» **What the exercise asks**
Reproduce verbatim the lines of the material from the line containing "Where can the wooden bridge" through the line containing "(1192, 433)", inclusive.
======== Provided records
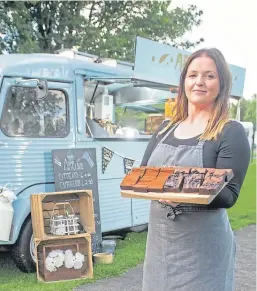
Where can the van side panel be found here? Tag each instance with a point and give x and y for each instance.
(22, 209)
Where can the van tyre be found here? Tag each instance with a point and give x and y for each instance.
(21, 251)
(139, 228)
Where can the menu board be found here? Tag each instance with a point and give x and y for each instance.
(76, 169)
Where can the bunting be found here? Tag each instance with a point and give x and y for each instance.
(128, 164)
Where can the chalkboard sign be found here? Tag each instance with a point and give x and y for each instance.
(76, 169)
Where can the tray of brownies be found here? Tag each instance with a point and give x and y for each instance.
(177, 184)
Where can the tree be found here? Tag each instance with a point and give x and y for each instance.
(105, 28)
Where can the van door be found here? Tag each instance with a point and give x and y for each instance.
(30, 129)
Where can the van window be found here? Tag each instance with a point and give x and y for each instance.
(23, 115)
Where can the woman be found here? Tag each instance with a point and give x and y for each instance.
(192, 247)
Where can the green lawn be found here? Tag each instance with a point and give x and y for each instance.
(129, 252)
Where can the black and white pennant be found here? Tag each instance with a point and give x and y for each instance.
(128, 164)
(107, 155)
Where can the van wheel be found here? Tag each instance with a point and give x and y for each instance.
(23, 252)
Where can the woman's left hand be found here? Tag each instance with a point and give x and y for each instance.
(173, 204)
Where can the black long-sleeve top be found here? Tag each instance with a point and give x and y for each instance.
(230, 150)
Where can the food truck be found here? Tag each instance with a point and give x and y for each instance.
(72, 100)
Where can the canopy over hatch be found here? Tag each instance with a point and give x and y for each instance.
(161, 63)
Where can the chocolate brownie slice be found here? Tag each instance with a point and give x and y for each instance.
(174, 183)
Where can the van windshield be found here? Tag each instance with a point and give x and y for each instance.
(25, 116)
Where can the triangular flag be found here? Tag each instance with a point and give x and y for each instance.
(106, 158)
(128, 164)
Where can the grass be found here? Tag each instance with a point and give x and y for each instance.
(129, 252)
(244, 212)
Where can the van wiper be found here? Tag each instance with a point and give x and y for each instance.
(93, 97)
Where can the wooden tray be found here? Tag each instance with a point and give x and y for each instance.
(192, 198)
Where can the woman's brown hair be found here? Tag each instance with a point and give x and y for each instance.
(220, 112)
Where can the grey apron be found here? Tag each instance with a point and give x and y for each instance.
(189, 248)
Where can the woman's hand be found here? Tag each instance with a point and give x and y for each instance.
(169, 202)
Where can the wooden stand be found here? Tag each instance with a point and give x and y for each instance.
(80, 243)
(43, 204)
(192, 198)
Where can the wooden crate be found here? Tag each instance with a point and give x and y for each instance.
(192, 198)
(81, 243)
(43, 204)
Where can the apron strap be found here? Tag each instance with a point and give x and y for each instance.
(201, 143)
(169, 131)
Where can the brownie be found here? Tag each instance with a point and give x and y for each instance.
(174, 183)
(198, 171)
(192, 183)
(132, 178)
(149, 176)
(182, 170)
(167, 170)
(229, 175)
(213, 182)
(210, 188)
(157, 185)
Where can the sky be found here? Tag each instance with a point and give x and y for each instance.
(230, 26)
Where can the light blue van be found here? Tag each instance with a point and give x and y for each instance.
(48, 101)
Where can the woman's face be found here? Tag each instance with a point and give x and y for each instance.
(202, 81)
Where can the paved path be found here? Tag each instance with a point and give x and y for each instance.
================
======== Provided records
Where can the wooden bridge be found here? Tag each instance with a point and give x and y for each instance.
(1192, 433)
================
======== Provided records
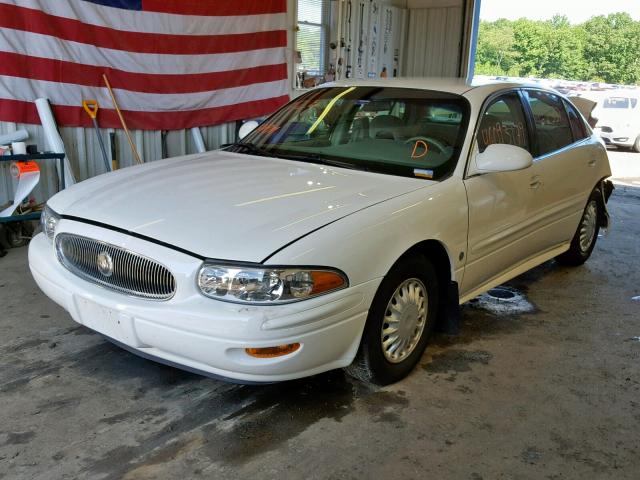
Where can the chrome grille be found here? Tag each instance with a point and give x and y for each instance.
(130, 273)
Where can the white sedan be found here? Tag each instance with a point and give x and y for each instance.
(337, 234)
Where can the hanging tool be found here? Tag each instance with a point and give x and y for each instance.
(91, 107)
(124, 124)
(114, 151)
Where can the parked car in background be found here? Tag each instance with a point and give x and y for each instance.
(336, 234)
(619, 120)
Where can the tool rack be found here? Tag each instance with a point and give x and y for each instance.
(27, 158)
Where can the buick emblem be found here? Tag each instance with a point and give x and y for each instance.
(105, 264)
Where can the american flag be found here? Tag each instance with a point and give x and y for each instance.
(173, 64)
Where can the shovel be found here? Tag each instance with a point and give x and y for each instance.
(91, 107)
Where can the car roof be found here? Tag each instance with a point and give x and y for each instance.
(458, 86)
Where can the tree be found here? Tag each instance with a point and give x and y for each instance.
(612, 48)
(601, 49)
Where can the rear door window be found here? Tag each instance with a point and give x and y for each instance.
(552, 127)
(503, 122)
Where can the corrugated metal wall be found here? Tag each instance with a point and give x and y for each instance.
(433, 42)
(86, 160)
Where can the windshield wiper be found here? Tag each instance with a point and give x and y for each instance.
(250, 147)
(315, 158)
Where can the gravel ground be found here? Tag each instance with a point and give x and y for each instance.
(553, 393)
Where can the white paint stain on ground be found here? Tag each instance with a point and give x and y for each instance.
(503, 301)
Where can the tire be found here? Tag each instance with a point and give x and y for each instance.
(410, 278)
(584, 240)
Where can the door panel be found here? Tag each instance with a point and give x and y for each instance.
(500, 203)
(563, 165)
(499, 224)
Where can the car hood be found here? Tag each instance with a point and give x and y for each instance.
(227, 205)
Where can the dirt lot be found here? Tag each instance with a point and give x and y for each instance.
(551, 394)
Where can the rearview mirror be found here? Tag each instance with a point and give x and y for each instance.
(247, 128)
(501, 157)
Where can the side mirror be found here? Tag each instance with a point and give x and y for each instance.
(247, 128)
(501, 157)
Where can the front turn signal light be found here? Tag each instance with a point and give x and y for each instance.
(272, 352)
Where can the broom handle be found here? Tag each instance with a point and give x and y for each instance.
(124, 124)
================
» **Exercise response**
Where can the wooden bridge be found here? Tag each instance with a point and give x and y for each instance.
(1192, 433)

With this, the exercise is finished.